Task instructions: Reproduce, word for word, the lines of the records below, starting with the line that contains "Prove the window" and going on through the last line of the records.

Source records:
━━━━━━━━

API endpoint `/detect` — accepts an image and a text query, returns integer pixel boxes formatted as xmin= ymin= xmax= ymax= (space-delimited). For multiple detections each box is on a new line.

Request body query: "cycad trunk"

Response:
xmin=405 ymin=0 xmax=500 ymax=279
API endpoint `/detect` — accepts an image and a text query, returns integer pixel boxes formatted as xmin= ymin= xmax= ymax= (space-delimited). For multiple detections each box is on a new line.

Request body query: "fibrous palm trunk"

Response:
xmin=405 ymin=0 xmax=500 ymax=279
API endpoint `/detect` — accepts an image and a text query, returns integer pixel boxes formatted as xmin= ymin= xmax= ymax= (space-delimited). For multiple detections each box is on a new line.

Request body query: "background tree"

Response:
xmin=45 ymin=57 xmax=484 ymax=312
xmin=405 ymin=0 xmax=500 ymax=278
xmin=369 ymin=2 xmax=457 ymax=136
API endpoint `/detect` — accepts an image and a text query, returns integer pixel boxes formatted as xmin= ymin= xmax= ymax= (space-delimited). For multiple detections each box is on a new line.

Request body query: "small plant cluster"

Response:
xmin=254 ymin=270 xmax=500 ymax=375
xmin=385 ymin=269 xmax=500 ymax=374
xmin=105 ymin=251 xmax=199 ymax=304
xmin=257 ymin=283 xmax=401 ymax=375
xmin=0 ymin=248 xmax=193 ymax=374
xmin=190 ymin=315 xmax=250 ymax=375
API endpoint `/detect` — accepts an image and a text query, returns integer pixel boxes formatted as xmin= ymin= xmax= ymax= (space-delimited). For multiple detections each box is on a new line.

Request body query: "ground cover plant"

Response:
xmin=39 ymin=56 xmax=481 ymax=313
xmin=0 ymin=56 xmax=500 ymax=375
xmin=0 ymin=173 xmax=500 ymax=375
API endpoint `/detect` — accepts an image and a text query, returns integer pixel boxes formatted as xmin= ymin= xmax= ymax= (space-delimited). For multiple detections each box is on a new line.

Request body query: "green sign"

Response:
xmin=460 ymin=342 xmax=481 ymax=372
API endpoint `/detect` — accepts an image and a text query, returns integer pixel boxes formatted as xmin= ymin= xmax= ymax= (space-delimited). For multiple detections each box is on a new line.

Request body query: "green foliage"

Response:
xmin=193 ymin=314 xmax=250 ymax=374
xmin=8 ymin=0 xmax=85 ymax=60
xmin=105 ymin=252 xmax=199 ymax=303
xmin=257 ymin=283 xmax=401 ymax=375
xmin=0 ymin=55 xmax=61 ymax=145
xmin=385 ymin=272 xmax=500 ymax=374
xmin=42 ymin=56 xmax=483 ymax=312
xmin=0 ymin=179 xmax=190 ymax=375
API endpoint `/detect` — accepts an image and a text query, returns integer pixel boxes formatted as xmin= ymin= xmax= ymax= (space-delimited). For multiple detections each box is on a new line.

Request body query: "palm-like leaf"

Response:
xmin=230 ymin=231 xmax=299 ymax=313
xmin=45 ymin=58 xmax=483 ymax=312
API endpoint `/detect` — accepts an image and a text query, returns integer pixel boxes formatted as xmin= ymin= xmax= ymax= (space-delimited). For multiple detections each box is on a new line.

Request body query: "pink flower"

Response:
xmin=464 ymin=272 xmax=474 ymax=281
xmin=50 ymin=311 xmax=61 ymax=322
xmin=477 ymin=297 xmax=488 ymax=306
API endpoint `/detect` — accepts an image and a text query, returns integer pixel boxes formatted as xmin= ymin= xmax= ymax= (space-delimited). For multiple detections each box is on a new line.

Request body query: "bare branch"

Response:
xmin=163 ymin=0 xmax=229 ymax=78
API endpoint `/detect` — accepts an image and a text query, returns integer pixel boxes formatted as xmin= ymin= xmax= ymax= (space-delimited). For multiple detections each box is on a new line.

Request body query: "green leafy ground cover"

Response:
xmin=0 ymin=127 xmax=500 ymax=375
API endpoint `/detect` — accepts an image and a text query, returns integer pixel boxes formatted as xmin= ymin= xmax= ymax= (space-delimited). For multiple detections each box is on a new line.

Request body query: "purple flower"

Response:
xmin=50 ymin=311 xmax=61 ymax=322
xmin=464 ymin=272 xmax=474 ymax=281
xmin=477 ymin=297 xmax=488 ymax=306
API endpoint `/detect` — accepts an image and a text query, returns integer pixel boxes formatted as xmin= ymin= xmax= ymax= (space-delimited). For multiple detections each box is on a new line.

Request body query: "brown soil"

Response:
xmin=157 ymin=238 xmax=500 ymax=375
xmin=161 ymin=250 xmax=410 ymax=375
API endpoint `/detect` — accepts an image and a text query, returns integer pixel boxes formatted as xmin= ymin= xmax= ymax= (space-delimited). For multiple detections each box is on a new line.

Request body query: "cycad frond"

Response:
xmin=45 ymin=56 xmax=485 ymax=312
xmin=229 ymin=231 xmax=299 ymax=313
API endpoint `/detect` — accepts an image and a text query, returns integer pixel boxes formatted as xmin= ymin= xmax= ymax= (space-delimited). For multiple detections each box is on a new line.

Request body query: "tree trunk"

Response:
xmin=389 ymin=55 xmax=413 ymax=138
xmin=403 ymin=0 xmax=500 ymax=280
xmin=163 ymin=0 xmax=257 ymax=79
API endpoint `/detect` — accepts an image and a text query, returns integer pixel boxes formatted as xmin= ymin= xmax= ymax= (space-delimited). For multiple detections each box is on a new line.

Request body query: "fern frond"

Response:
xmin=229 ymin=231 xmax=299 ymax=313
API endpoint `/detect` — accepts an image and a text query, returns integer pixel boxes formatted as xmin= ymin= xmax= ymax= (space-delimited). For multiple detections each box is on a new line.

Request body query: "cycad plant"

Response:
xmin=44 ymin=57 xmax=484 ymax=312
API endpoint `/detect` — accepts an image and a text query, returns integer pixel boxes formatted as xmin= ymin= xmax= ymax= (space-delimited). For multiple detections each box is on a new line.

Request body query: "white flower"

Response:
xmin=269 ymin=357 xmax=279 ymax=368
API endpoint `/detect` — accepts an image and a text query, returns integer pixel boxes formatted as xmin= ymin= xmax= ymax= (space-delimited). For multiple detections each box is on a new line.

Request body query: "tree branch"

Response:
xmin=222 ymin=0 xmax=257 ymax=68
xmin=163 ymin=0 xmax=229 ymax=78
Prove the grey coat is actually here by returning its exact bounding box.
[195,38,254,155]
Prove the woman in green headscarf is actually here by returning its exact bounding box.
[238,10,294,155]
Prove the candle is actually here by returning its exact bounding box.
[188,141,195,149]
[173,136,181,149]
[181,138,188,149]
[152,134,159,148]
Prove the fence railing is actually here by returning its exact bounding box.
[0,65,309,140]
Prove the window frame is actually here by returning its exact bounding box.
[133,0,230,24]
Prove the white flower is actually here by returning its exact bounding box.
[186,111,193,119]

━━━━━━━━

Full answer:
Prove the window frame is actually here by returning its exact bounding box.
[133,0,230,24]
Prove the white flower is actually here by returning its exact bounding box.
[186,111,193,119]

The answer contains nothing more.